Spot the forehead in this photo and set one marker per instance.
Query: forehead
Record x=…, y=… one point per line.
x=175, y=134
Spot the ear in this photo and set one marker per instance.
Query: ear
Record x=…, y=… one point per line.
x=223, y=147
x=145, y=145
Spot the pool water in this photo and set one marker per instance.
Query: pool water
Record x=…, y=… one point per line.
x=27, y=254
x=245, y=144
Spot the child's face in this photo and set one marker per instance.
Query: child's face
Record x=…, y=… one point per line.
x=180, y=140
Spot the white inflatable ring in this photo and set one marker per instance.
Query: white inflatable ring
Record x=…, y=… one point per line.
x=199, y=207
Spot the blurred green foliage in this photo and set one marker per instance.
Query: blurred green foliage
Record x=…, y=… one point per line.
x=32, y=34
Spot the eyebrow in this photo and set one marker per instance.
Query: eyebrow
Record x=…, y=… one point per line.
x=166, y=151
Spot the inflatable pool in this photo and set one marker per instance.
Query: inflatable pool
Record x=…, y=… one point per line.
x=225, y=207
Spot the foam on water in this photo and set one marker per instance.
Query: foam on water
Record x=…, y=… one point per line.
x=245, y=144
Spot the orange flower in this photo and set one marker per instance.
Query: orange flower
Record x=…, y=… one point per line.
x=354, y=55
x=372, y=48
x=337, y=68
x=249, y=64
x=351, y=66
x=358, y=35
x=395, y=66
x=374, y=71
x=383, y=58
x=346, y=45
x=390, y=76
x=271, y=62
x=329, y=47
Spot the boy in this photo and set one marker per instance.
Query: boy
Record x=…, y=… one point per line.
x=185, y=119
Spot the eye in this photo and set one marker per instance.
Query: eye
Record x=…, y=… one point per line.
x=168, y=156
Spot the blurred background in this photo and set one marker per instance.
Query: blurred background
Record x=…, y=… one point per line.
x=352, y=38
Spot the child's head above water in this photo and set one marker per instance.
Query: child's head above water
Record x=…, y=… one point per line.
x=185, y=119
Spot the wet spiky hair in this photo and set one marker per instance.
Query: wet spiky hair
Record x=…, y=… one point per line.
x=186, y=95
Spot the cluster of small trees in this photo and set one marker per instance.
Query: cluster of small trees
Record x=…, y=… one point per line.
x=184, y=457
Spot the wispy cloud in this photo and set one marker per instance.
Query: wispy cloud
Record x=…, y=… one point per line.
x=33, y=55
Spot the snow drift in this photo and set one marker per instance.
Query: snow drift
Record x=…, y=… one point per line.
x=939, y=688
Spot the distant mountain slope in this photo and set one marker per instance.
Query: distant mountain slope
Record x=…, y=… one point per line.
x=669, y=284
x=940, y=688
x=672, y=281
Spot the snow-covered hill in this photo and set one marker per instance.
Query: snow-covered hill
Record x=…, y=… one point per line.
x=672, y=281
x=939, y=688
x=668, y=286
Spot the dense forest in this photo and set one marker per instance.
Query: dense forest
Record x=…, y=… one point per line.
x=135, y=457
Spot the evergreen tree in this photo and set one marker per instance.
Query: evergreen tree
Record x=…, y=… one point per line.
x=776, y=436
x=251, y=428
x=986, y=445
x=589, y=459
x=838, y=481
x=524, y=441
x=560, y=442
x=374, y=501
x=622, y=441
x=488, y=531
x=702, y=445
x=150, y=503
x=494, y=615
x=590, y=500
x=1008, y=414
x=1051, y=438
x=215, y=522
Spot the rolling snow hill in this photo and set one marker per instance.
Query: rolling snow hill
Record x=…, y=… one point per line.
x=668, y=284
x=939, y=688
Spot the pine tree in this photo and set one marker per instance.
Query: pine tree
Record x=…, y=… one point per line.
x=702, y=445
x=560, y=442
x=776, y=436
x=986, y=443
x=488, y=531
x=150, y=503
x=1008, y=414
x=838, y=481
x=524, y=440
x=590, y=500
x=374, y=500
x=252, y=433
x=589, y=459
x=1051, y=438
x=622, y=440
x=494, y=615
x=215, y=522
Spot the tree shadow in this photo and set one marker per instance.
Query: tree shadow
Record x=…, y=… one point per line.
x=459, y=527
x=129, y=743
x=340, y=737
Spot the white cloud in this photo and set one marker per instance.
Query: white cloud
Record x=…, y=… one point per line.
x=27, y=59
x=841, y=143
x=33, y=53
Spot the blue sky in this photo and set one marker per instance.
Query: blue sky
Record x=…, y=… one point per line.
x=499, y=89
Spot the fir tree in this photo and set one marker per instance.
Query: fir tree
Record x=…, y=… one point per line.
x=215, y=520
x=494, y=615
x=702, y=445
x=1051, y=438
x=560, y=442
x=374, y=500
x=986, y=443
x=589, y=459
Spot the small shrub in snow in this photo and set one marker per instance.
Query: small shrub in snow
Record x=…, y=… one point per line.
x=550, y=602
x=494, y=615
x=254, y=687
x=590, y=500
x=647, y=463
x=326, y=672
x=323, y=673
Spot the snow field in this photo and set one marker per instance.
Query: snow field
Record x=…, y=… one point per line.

* * * *

DIRECTION
Could you format every line of the entries above as a JSON list of strings, one string per line, with blank lines left out?

RESULT OF THE EXERCISE
[
  "Spot the forehead in this photo and set one marker per instance.",
  "Query: forehead",
  "Record x=…, y=… one point per line.",
  "x=175, y=134",
  "Spot the ear in this photo and set one marker per instance.",
  "Query: ear",
  "Record x=…, y=… one point per line.",
  "x=223, y=147",
  "x=145, y=145",
  "Spot the pool water in this photo and set one marker per instance.",
  "Query: pool water",
  "Record x=…, y=… one point per line.",
  "x=27, y=254",
  "x=245, y=144",
  "Spot the child's face in this photo and set one marker per instance.",
  "Query: child's face",
  "Record x=…, y=… one point per line.",
  "x=180, y=140",
  "Spot the white inflatable ring in this photo and set one marker per instance.",
  "Query: white inflatable ring",
  "Record x=…, y=… one point per line.",
  "x=199, y=207",
  "Spot the blurred green foliage in this photo and set one marker per instance.",
  "Query: blurred green foliage",
  "Record x=…, y=… one point per line.",
  "x=32, y=34",
  "Spot the eyebrow in this photo and set one marker per instance.",
  "Query: eyebrow",
  "Record x=…, y=… one point per line.",
  "x=166, y=151",
  "Spot the inflatable pool in this photo and set one marker per instance.",
  "Query: inflatable pool",
  "Record x=…, y=… one point per line.",
  "x=225, y=207",
  "Spot the foam on water in this photo and set one marker per instance.",
  "Query: foam on water",
  "Record x=…, y=… one point per line.",
  "x=245, y=144",
  "Spot the orange flower in this photo and set one marker per instance.",
  "Query: orange flower",
  "Record x=…, y=… one point per line.",
  "x=354, y=55",
  "x=372, y=48",
  "x=337, y=68",
  "x=249, y=64",
  "x=351, y=66",
  "x=358, y=35",
  "x=395, y=66",
  "x=374, y=71",
  "x=383, y=58",
  "x=346, y=45",
  "x=390, y=76",
  "x=271, y=62",
  "x=329, y=47",
  "Spot the boy in this photo and set one marker per instance.",
  "Query: boy",
  "Record x=…, y=… one point per line.",
  "x=185, y=119",
  "Spot the eye in this photo and set one marker per instance.",
  "Query: eye",
  "Record x=…, y=… one point per line.",
  "x=168, y=156",
  "Spot the blurred background in this photo and set one marker per instance.",
  "Query: blurred background",
  "Record x=…, y=… one point per line.",
  "x=352, y=38",
  "Spot the child's head above water in this photo and set one marker per instance.",
  "Query: child's head above water",
  "Record x=…, y=… one point per line.",
  "x=185, y=119",
  "Spot the wet spiky hair in this photo and set one marker per instance.",
  "Query: wet spiky hair",
  "Record x=…, y=… one point per line.",
  "x=186, y=95",
  "Spot the cluster of small trees in this photo and set one marker per instance.",
  "Query: cluster of small trees",
  "Record x=…, y=… one point per line.",
  "x=184, y=457",
  "Spot the wispy cloud in this photo and set one marker per instance.",
  "Query: wispy cloud",
  "Record x=…, y=… one point per line.",
  "x=33, y=55",
  "Spot the snow drift in this photo and set one marker per instance.",
  "Query: snow drift",
  "Record x=…, y=… one point per line.",
  "x=939, y=688",
  "Spot the distant mountain slope in this photo and set one marker per instance.",
  "Query: distant mountain slope",
  "Record x=…, y=… one point per line.",
  "x=669, y=284",
  "x=940, y=688",
  "x=672, y=281",
  "Spot the snow-covered hill in this photo and set one marker per instance.",
  "Query: snow-covered hill",
  "Record x=…, y=… one point per line.",
  "x=672, y=281",
  "x=939, y=688",
  "x=668, y=286",
  "Spot the dense forest in this photo and set one marker per instance.",
  "Query: dense forest",
  "Record x=…, y=… one point per line.",
  "x=135, y=457",
  "Spot the evergreen tree in this photo and set one marker per instance.",
  "Query: evergreen tree",
  "Record x=…, y=… one point per line.",
  "x=776, y=436",
  "x=251, y=428",
  "x=986, y=445",
  "x=589, y=459",
  "x=838, y=481",
  "x=524, y=441",
  "x=560, y=442",
  "x=374, y=501",
  "x=622, y=441",
  "x=488, y=531",
  "x=702, y=445",
  "x=150, y=503",
  "x=494, y=615",
  "x=590, y=500",
  "x=1008, y=414",
  "x=1051, y=438",
  "x=215, y=522",
  "Spot the rolling snow hill in this photo and set one marker per instance.",
  "Query: rolling snow hill",
  "Record x=…, y=… one point per line.",
  "x=668, y=284",
  "x=939, y=688",
  "Spot the pine tree in this photo and set one marker per instance.",
  "Query: pine tree",
  "Record x=…, y=… one point per line.",
  "x=702, y=445",
  "x=560, y=442",
  "x=776, y=436",
  "x=986, y=443",
  "x=488, y=531",
  "x=150, y=503",
  "x=1008, y=414",
  "x=838, y=481",
  "x=524, y=440",
  "x=590, y=500",
  "x=374, y=500",
  "x=252, y=433",
  "x=589, y=459",
  "x=1051, y=438",
  "x=622, y=440",
  "x=494, y=615",
  "x=215, y=522",
  "Spot the tree shadow in this photo and set one marker per instance.",
  "Query: tree shadow",
  "Record x=…, y=… one point per line.",
  "x=459, y=527",
  "x=129, y=743",
  "x=340, y=737",
  "Spot the white cloud in this photo and set one marker per instance.",
  "Query: white cloud",
  "Record x=…, y=… one point per line.",
  "x=27, y=59",
  "x=841, y=143",
  "x=33, y=53",
  "Spot the blue sky in this photo and set one marker per instance.",
  "Query: blue sky",
  "Record x=…, y=… one point per line.",
  "x=499, y=89",
  "Spot the fir tree in this photo and set one marker per instance.",
  "Query: fir tree",
  "Record x=…, y=… one point per line.",
  "x=215, y=520",
  "x=494, y=615",
  "x=702, y=445",
  "x=1051, y=438",
  "x=560, y=442",
  "x=374, y=500",
  "x=986, y=443",
  "x=589, y=459",
  "Spot the small shrub in snow in this photo and set one marker per instance.",
  "Query: small shrub in snow",
  "Record x=…, y=… one point per line.",
  "x=550, y=602",
  "x=494, y=615",
  "x=254, y=687",
  "x=590, y=500",
  "x=647, y=463",
  "x=326, y=672",
  "x=323, y=673",
  "Spot the snow field in this photo and set one marker per instance.",
  "Query: snow field",
  "Record x=…, y=… one point per line."
]